Task description:
Rewrite the rows from the line that has "Please locate the purple" through the line that has "[495,77,564,112]", changing "purple" to "violet" and leaving everything else as it is. Give back only those rows.

Exercise data:

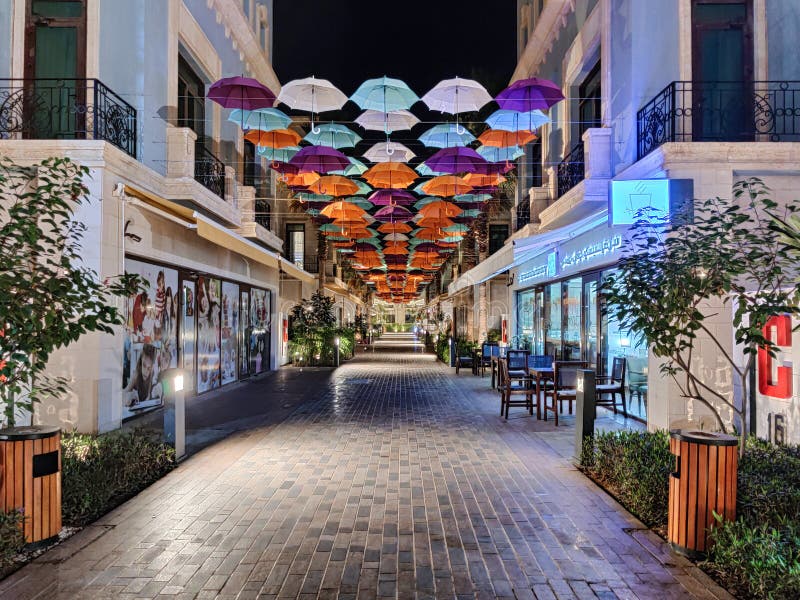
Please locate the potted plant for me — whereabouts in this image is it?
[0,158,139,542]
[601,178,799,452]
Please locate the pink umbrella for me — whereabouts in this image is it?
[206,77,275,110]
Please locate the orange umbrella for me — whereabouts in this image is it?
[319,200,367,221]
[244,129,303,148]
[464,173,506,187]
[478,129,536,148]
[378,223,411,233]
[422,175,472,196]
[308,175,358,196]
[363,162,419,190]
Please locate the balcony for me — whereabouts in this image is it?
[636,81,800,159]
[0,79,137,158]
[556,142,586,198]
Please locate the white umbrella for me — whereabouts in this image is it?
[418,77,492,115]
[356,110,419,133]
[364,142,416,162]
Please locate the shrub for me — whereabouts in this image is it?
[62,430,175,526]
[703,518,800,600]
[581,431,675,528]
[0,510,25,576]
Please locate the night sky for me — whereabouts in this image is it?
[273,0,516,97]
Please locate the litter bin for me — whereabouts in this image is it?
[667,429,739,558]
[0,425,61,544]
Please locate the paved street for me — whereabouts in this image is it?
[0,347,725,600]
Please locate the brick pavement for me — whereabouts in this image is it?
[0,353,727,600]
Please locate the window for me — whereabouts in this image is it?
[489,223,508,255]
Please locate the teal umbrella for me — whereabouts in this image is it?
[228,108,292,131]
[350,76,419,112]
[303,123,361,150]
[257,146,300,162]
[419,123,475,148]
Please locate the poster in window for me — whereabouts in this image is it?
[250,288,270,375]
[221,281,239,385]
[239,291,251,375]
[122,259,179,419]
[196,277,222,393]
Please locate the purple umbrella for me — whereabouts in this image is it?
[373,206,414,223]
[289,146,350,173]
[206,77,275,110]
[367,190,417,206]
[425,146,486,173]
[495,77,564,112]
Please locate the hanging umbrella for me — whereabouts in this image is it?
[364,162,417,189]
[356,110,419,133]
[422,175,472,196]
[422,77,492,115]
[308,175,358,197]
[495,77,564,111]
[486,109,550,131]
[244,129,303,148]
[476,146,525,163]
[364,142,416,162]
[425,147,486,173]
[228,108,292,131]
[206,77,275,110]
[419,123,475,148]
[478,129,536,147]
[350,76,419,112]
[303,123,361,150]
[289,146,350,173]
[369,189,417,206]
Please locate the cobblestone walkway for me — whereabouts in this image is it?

--

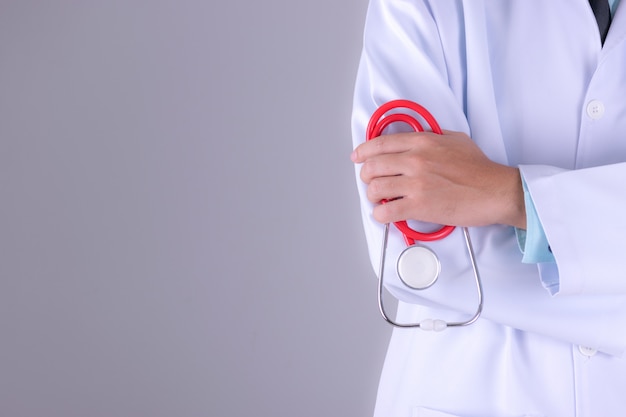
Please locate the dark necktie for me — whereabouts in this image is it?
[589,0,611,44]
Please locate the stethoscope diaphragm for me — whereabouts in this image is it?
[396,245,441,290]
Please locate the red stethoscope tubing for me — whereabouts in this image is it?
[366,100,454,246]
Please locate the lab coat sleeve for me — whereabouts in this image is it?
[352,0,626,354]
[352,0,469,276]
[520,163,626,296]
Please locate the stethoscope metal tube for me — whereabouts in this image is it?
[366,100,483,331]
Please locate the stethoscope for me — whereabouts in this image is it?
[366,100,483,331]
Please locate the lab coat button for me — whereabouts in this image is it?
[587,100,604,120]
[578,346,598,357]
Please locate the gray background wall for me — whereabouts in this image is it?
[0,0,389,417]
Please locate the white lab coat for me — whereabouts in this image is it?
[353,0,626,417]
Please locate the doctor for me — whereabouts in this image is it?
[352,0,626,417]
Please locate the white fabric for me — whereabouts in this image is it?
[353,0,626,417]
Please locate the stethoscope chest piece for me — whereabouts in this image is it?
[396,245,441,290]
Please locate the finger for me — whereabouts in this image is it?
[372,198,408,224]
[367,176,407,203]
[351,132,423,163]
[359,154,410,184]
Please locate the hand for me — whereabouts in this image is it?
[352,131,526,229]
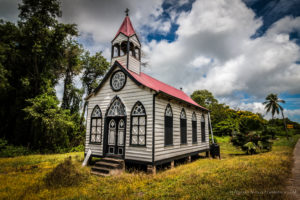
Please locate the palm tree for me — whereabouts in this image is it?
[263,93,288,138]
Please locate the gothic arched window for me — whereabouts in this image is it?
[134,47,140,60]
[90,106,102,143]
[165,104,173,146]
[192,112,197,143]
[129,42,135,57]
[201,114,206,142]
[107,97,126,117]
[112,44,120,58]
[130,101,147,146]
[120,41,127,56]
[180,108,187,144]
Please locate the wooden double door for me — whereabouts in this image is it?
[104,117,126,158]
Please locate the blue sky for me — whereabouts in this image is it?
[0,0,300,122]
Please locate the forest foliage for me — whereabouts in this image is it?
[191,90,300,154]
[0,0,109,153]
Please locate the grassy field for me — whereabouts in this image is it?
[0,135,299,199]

...

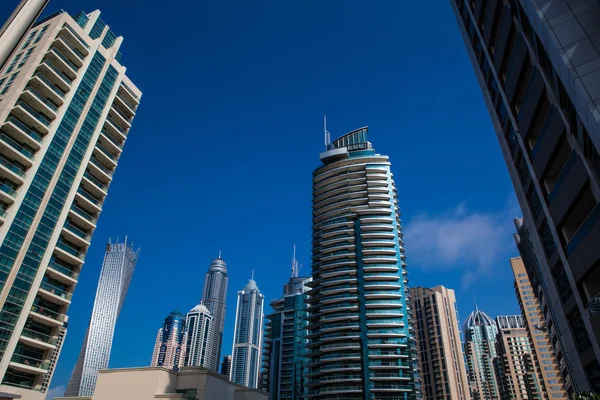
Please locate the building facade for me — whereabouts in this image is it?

Solution to this problem:
Please locate the violet umbrella for me — whereabouts in this image is it?
[373,206,414,223]
[289,146,350,173]
[206,77,275,110]
[367,190,417,206]
[425,146,486,173]
[495,77,564,112]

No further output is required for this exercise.